WORK TO DO:
In the festival photography thread below, transcribe the text between "Know what your" and "chrisbattista (Jul 2, 2017)", inclusive, with no changes.

# first gig shooting at a music festival



## echrs915 (Jul 2, 2017)

Hello All! I just got into photography about 6 months ago. My friend is dj'ing a music festival and he was able to bring me along to shoot his set. I know i probably wont be allowed on stage when the headlining dj comes on,so I'm not hoping for that.I should able to get good picks from the pit though so i have that.The party starts at 4pm And ends around 12am , i just bought equip i thought i would need(Mono pod,Extra memory,extra battery),and i have a couple of primes and and a set of kit lenses that came with the body.anything i should know before jumping in there?

Location: Governors Island  N.Y
Time : 4pm-12am
---Nikon D3400---
15-55mm f/3.5-5.6g 
70-300mm f/4.5-6.3g 
35mm f/1.8g
50mm f/1.8g
opteka 85mm f/1.8


----------



## tirediron (Jul 2, 2017)

Know what your camera's maximum acceptable ISO is, and be prepared to spend the whole time shooting at it.  A decent speedlight makes a HUGE difference for shoots like this, but if you don't have one, you don't have one.  Also figure out what the lowest usable shutter speed will be (a heavy-metal guitarist requires a much faster speed than someone playing the flute...) and set yourself up in SP mode and have fun.


----------



## chrisbattista (Jul 2, 2017)

Agreed with everything above. I started out shooting concert photography. fast moving subjects in low constantly changing light conditions.. it taught me how to shoot full manual really quickly. I'll tell you most great shots don't come from on stage (with few exceptions, stairs at the corners are nice) they come from the concert goers perspective.
first thing i do in a new venue is GET THERE EARLY click in my 70-200 and see how far away i can get and find vantage points over the crowd. inside i'm looking for stairs or steps or the soundboard(i'll feed the sound guy beers all night if i can shoot from his booth), outside i'm looking for rocks or hills or a vendor who will lend me his chair(for a beer). be 8 ft tall whenever possible. Develop a game plan for their order and how you will get from one to the next. start and finish your shoot from the pit, you and your artist start off stiff and are warmed up and more into the groove by the end. 
every time you move vantage points, reconsider your settings. every time there is an artist change, reconsider your settings.

Stored data entries

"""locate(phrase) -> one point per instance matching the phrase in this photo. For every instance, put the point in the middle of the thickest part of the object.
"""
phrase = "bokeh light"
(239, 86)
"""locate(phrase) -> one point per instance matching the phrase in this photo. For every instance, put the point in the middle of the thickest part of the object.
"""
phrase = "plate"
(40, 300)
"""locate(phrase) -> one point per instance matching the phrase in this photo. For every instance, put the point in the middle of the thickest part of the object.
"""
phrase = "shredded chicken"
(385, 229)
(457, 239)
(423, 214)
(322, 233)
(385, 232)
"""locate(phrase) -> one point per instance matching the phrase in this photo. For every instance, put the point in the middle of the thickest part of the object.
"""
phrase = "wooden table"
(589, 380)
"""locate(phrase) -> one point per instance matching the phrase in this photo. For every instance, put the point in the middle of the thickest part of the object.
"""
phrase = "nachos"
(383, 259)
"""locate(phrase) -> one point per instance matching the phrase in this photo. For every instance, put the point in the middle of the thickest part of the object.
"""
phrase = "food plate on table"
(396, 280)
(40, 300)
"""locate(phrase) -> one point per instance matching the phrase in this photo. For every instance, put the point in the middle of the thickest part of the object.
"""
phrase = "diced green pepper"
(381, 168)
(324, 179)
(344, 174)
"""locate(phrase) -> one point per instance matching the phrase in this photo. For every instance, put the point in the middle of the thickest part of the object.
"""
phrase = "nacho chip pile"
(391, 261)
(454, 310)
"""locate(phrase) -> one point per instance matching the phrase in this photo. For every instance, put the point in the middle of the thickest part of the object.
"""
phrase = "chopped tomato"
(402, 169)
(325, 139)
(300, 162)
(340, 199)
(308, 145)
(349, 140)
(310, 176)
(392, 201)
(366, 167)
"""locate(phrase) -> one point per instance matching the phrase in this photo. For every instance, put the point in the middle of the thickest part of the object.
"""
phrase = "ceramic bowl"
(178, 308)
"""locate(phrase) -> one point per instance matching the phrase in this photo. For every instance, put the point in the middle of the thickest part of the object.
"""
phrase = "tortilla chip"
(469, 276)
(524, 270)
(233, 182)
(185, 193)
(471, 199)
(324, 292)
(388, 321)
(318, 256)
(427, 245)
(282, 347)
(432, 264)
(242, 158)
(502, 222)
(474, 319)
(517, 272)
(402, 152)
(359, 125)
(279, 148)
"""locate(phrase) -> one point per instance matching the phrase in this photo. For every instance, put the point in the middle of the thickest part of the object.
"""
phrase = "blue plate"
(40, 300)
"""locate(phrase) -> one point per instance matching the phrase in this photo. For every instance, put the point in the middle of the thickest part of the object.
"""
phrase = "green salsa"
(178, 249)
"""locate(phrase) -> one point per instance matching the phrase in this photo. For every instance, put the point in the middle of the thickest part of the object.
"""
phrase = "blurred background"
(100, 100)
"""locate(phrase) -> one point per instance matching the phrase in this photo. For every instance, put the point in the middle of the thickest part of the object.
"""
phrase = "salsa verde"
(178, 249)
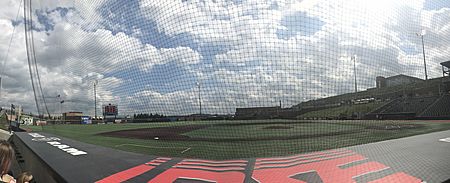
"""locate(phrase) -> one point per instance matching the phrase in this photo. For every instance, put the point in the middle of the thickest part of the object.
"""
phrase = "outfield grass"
(345, 110)
(362, 132)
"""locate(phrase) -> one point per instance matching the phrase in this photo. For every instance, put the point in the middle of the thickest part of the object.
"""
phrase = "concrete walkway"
(4, 135)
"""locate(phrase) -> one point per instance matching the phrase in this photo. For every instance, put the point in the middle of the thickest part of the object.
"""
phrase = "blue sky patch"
(299, 23)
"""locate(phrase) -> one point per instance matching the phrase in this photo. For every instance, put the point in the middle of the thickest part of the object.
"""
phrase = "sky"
(148, 56)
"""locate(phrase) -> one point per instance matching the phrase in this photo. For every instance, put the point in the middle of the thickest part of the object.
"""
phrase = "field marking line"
(137, 145)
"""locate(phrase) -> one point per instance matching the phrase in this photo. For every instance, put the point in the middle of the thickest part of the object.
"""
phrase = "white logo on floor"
(445, 139)
(53, 142)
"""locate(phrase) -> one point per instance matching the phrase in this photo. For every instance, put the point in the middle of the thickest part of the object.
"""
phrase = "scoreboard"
(110, 110)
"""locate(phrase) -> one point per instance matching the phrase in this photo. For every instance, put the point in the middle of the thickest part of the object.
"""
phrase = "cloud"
(147, 56)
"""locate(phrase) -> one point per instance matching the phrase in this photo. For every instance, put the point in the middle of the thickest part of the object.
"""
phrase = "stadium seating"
(411, 105)
(440, 108)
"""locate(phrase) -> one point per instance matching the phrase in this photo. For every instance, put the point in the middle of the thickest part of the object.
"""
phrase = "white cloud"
(254, 66)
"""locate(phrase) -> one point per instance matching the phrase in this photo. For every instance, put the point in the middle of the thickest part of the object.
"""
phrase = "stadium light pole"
(421, 34)
(199, 98)
(354, 72)
(95, 98)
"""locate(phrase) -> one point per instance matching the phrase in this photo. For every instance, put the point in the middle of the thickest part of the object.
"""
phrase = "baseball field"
(235, 139)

TASK RESULT:
Know what your camera's maximum acceptable ISO is, and be prepared to spend the whole time shooting at it.  A decent speedlight makes a HUGE difference for shoots like this, but if you don't have one, you don't have one.  Also figure out what the lowest usable shutter speed will be (a heavy-metal guitarist requires a much faster speed than someone playing the flute...) and set yourself up in SP mode and have fun.


----------



## chrisbattista (Jul 2, 2017)